EXERCISE AIM: Please transcribe every record below exactly, leaving out the pictures.

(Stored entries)
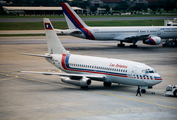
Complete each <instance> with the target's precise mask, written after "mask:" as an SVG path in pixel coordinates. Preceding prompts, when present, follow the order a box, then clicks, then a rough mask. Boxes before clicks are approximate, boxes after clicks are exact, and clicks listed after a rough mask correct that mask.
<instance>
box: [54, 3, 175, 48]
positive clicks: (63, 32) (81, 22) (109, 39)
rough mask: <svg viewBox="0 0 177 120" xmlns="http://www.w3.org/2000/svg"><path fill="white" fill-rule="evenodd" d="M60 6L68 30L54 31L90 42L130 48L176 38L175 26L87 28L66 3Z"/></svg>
mask: <svg viewBox="0 0 177 120" xmlns="http://www.w3.org/2000/svg"><path fill="white" fill-rule="evenodd" d="M61 5H62V8H63V12H64V15H65V19H66V22H67V25H68V28H69V29H67V30H61V29H56V31H59V32H61V33H63V34H68V35H72V36H75V37H80V38H86V39H91V40H115V41H120V43H121V44H118V45H117V46H119V47H124V46H125V44H123V42H128V43H133V45H130V47H137V45H136V43H137V41H139V40H140V41H143V43H144V44H149V45H158V44H160V43H161V39H173V38H177V26H176V27H175V26H145V27H142V26H139V27H89V26H87V25H86V24H85V23H84V22H83V21H82V19H81V18H80V17H79V16H78V15H77V13H76V12H75V11H74V10H73V9H72V8H71V7H70V6H69V4H68V3H62V4H61ZM142 22H143V21H142Z"/></svg>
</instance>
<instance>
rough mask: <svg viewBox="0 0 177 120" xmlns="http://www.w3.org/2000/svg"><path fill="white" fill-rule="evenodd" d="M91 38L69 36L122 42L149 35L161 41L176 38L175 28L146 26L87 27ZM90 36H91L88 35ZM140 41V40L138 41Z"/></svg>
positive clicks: (175, 28)
mask: <svg viewBox="0 0 177 120" xmlns="http://www.w3.org/2000/svg"><path fill="white" fill-rule="evenodd" d="M86 29H88V31H90V33H92V35H93V37H89V36H86V35H85V34H84V33H82V34H71V35H73V36H76V37H81V38H86V39H93V40H94V39H95V40H122V41H126V40H125V39H124V38H125V37H129V36H140V35H150V36H158V37H160V38H161V39H173V38H177V27H176V26H146V27H142V26H139V27H87V28H86ZM90 36H91V34H90ZM140 40H141V39H140Z"/></svg>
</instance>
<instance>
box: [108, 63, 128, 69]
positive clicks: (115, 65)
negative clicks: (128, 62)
mask: <svg viewBox="0 0 177 120" xmlns="http://www.w3.org/2000/svg"><path fill="white" fill-rule="evenodd" d="M109 67H120V68H127V67H128V66H125V65H119V64H112V63H110V65H109Z"/></svg>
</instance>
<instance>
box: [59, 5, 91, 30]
mask: <svg viewBox="0 0 177 120" xmlns="http://www.w3.org/2000/svg"><path fill="white" fill-rule="evenodd" d="M61 6H62V9H63V12H64V15H65V19H66V22H67V24H68V27H69V29H75V28H78V29H82V28H86V27H88V26H87V25H86V24H85V23H84V21H83V20H82V19H81V18H80V17H79V16H78V15H77V13H76V12H75V11H74V10H73V9H72V8H71V6H70V5H69V4H68V3H61Z"/></svg>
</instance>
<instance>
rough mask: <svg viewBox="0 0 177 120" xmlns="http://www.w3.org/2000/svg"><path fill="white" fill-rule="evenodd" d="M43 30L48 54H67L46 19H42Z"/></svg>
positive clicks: (56, 34)
mask: <svg viewBox="0 0 177 120" xmlns="http://www.w3.org/2000/svg"><path fill="white" fill-rule="evenodd" d="M44 29H45V33H46V40H47V47H48V52H49V53H50V54H67V53H68V52H67V51H66V50H65V48H64V47H63V45H62V44H61V41H60V40H59V38H58V36H57V34H56V32H55V31H54V29H53V26H52V24H51V22H50V20H49V19H48V18H44Z"/></svg>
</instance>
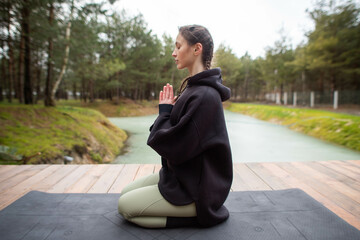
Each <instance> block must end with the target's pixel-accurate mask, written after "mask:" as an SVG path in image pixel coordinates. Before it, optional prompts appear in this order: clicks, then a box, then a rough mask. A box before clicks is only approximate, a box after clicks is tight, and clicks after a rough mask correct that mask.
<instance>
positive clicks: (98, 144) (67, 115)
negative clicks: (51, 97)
mask: <svg viewBox="0 0 360 240" xmlns="http://www.w3.org/2000/svg"><path fill="white" fill-rule="evenodd" d="M0 126H1V132H0V145H1V146H0V158H1V159H2V161H0V163H1V162H2V163H4V162H7V161H8V160H10V159H17V160H20V161H10V162H12V163H21V162H26V163H63V162H64V156H70V157H72V158H73V159H74V160H73V161H74V162H75V163H96V162H97V163H105V162H110V161H112V160H113V158H114V157H115V156H116V155H117V154H119V153H120V151H121V148H122V147H123V144H124V141H125V140H126V138H127V136H126V133H125V132H124V131H123V130H121V129H119V128H117V127H116V126H114V125H113V124H111V123H110V122H109V121H108V120H107V118H106V117H104V115H103V114H101V113H100V112H98V111H95V110H93V109H85V108H79V107H73V106H65V105H59V106H58V107H55V108H46V107H43V106H42V105H32V106H26V105H20V104H11V105H9V104H0Z"/></svg>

SOLUTION FOR THIS TASK:
Complete each <instance> with the target's precise mask, written after "mask:" as an SVG path in pixel coordinates. Preceding prompts, when present, follow the order a box, then clicks, then a rough mask. Boxes before clicks are approximate, boxes after clicks are exact, and clicks listed after a rough mask correct that mask.
<instance>
box: [54, 3, 175, 48]
positive clicks: (63, 32) (81, 22) (109, 39)
rough mask: <svg viewBox="0 0 177 120" xmlns="http://www.w3.org/2000/svg"><path fill="white" fill-rule="evenodd" d="M60 6L68 30L54 31L90 42L130 48L176 38L175 26L87 28L66 3Z"/></svg>
mask: <svg viewBox="0 0 177 120" xmlns="http://www.w3.org/2000/svg"><path fill="white" fill-rule="evenodd" d="M61 5H62V8H63V12H64V15H65V19H66V22H67V25H68V28H69V29H67V30H61V29H56V31H59V32H61V33H63V34H68V35H72V36H75V37H80V38H86V39H91V40H115V41H120V43H121V44H118V45H117V46H119V47H124V46H125V44H123V42H128V43H133V45H130V47H137V45H136V43H137V41H139V40H140V41H143V43H144V44H149V45H158V44H160V43H161V39H173V38H177V26H176V27H175V26H145V27H142V26H139V27H89V26H87V25H86V24H85V23H84V22H83V21H82V19H81V18H80V17H79V16H78V15H77V13H76V12H75V11H74V10H73V9H72V8H71V7H70V6H69V4H68V3H62V4H61ZM142 22H143V21H142Z"/></svg>
</instance>
<instance>
rough mask: <svg viewBox="0 0 177 120" xmlns="http://www.w3.org/2000/svg"><path fill="white" fill-rule="evenodd" d="M91 38L69 36L122 42L149 35L161 41L176 38L175 28L146 26L87 27ZM90 36H91L88 35ZM140 41V40L138 41Z"/></svg>
positive clicks: (175, 28)
mask: <svg viewBox="0 0 177 120" xmlns="http://www.w3.org/2000/svg"><path fill="white" fill-rule="evenodd" d="M86 29H88V31H90V33H92V35H93V37H89V36H86V35H85V34H84V33H82V34H71V35H73V36H76V37H81V38H86V39H93V40H94V39H95V40H122V41H126V40H125V39H124V38H125V37H129V36H140V35H150V36H158V37H160V38H161V39H173V38H177V27H176V26H146V27H142V26H139V27H87V28H86ZM90 36H91V34H90ZM140 40H141V39H140Z"/></svg>
</instance>
<instance>
box: [108, 63, 128, 69]
positive clicks: (115, 65)
negative clicks: (128, 62)
mask: <svg viewBox="0 0 177 120" xmlns="http://www.w3.org/2000/svg"><path fill="white" fill-rule="evenodd" d="M109 67H120V68H127V67H128V66H125V65H119V64H112V63H110V65H109Z"/></svg>
</instance>
<instance>
box: [59, 5, 91, 30]
mask: <svg viewBox="0 0 177 120" xmlns="http://www.w3.org/2000/svg"><path fill="white" fill-rule="evenodd" d="M61 6H62V9H63V12H64V15H65V19H66V22H67V24H68V27H69V29H75V28H78V29H82V28H86V27H88V26H87V25H86V24H85V23H84V21H83V20H82V19H81V18H80V17H79V16H78V15H77V13H76V12H75V11H74V10H73V9H72V8H71V6H70V5H69V4H68V3H61Z"/></svg>
</instance>
<instance>
rough mask: <svg viewBox="0 0 177 120" xmlns="http://www.w3.org/2000/svg"><path fill="white" fill-rule="evenodd" d="M43 30L48 54H67L46 19H42Z"/></svg>
positive clicks: (56, 34)
mask: <svg viewBox="0 0 177 120" xmlns="http://www.w3.org/2000/svg"><path fill="white" fill-rule="evenodd" d="M44 29H45V33H46V40H47V47H48V52H49V53H50V54H67V53H68V52H67V51H66V50H65V48H64V47H63V45H62V44H61V41H60V40H59V38H58V36H57V34H56V32H55V31H54V29H53V26H52V24H51V22H50V20H49V19H48V18H44Z"/></svg>
</instance>
Each <instance> block must end with the target's pixel-accurate mask, written after "mask:" as an SVG path in image pixel coordinates. Before it, optional prompts appear in this order: clicks, then a box, then a rough mask. A box before clicks is only approximate, a box after clicks is tight, and clicks after a rough mask correct that mask.
<instance>
positive clicks: (98, 144) (67, 115)
negative clicks: (51, 97)
mask: <svg viewBox="0 0 360 240" xmlns="http://www.w3.org/2000/svg"><path fill="white" fill-rule="evenodd" d="M0 126H1V132H0V145H1V146H0V158H1V159H2V161H0V163H1V162H2V163H4V162H7V161H8V160H10V159H17V160H20V161H10V162H12V163H21V162H26V163H63V162H64V156H70V157H72V158H73V159H74V160H73V161H74V162H75V163H96V162H97V163H105V162H110V161H112V160H113V158H114V157H115V156H116V155H117V154H119V153H120V151H121V148H122V147H123V144H124V141H125V140H126V138H127V136H126V133H125V132H124V131H123V130H121V129H119V128H117V127H116V126H114V125H113V124H111V123H110V122H109V121H108V120H107V118H106V117H104V115H103V114H101V113H100V112H98V111H95V110H93V109H85V108H79V107H73V106H65V105H59V106H58V107H55V108H46V107H43V106H42V105H32V106H26V105H20V104H11V105H9V104H0Z"/></svg>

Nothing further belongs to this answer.